[START OF Text passage]

- Chairman: Karl-Heinz Rummenigge
- Manager: Thomas Wörle
- Stadium: Grünwalder Stadion
- Bundesliga: 2nd
- DFB-Pokal: Quarter-finals
- Champions League: Quarter-finals
- Top goalscorer: League: Vivianne Miedema (14) All: Vivianne Miedema (26)
| Home colours | Away colours | Third colours |
- ← 2015–162017–18 →

= 2016–17 FC Bayern Munich (women) season =

The 2016–17 season was the 27th edition of Bayern Munich's women's section since the creation of the Frauen Bundesliga. In it the team tried to defend its second consecutive Frauen Bundesliga title and made its third appearance in the UEFA Women's Champions League.

[END OF Text passage]

## Objectives
1) From the Bayern Munich women's season summary, quote the passage that starts at the words "The 2016–17 season" and ends after "Women's Champions League.".
2) Write what comes next in the text on Bayern Munich's 2016–17 women's season.

[START OF Information shown]

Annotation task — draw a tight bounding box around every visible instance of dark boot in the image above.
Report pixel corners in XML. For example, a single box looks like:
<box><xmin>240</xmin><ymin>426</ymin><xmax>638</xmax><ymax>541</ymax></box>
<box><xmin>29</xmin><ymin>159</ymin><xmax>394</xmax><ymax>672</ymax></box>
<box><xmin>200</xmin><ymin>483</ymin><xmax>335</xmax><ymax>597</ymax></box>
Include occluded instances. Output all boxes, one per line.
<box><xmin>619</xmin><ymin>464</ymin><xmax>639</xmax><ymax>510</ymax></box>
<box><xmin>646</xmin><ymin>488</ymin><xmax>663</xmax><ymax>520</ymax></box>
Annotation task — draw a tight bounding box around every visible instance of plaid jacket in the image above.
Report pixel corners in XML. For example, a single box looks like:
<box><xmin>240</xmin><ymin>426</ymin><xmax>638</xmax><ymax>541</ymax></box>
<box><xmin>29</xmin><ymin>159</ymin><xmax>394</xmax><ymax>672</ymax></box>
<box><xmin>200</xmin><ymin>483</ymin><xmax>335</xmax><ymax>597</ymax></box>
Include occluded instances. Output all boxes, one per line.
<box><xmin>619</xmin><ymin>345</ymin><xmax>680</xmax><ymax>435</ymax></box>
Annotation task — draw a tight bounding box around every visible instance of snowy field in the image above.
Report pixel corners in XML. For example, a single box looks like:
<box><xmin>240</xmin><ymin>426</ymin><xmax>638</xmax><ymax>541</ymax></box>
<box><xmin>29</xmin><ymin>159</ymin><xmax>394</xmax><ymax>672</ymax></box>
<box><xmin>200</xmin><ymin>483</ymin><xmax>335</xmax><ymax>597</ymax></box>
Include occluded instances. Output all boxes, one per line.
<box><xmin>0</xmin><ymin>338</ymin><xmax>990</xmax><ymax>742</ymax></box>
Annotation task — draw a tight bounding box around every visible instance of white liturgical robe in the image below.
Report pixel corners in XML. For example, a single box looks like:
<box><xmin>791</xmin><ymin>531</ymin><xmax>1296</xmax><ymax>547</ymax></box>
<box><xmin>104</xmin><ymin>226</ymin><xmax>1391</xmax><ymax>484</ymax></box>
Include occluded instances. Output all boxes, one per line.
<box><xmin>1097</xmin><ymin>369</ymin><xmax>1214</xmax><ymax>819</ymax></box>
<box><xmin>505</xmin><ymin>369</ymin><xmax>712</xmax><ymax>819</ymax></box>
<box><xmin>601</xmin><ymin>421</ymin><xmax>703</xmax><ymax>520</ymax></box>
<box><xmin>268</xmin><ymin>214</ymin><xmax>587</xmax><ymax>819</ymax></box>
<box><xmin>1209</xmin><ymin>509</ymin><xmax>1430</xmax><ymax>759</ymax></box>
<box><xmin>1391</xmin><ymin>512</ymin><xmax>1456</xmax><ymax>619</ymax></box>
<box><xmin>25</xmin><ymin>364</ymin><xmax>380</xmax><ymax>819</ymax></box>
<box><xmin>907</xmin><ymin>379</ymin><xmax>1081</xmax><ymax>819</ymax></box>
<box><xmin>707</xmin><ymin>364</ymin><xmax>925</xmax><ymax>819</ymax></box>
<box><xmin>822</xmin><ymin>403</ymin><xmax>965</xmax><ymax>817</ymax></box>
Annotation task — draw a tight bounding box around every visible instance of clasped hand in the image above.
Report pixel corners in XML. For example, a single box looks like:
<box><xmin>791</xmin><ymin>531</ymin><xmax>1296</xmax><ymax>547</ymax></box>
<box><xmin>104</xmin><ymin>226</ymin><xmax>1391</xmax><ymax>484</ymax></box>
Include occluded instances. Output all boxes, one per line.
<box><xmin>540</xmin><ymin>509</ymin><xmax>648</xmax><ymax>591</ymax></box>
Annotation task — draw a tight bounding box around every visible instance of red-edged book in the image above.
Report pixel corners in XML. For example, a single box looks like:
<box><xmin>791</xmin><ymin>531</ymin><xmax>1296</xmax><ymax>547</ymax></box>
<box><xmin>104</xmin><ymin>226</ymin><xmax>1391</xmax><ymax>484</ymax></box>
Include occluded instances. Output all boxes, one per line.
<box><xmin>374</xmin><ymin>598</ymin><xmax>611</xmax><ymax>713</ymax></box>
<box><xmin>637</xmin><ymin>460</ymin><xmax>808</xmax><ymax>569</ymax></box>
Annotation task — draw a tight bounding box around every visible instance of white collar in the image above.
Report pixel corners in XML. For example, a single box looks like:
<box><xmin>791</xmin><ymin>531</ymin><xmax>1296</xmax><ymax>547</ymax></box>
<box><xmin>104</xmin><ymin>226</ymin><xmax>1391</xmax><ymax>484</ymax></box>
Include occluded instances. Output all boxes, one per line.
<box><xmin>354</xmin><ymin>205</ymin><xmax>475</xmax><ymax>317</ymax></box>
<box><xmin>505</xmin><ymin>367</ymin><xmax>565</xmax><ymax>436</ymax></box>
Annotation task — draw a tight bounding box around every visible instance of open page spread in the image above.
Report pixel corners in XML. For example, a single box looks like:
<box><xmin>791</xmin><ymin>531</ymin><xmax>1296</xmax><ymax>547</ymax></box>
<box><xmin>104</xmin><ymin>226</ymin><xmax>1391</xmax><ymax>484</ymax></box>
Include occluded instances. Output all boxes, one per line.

[END OF Information shown]

## Exercise results
1)
The 2016–17 season was the 27th edition of Bayern Munich's women's section since the creation of the Frauen Bundesliga. In it the team tried to defend its second consecutive Frauen Bundesliga title and made its third appearance in the UEFA Women's Champions League.

2)
==Summary==
Bayern had successfully defended its first Bundesliga title and won the 2015–16 championship too with a 10 points advantage over Wolfsburg – the largest gap between the league's champion and runner-up since the 2001–02 edition. On the other hand, in its return to the UEFA Women's Champions League, where Wolfsburg lost the final on penalties against Olympique Lyonnais, Bayern failed to progress to the later stages and was knocked out by Twente on away goals in the Round of 32. In the DFB-Pokal the team reached the semifinals, where it was eliminated by the sensation of the competition, Sand.

The day after the DFB-Pokal elimination, Bayern announced its first signing for the 2016–17 season, international Verena Faißt from Wolfsburg. Before the end of the Bundesliga another experienced German international was signed, Frankfurt's Simone Laudehr, while Eunice Beckmann left the club for NWSL's Boston Breakers.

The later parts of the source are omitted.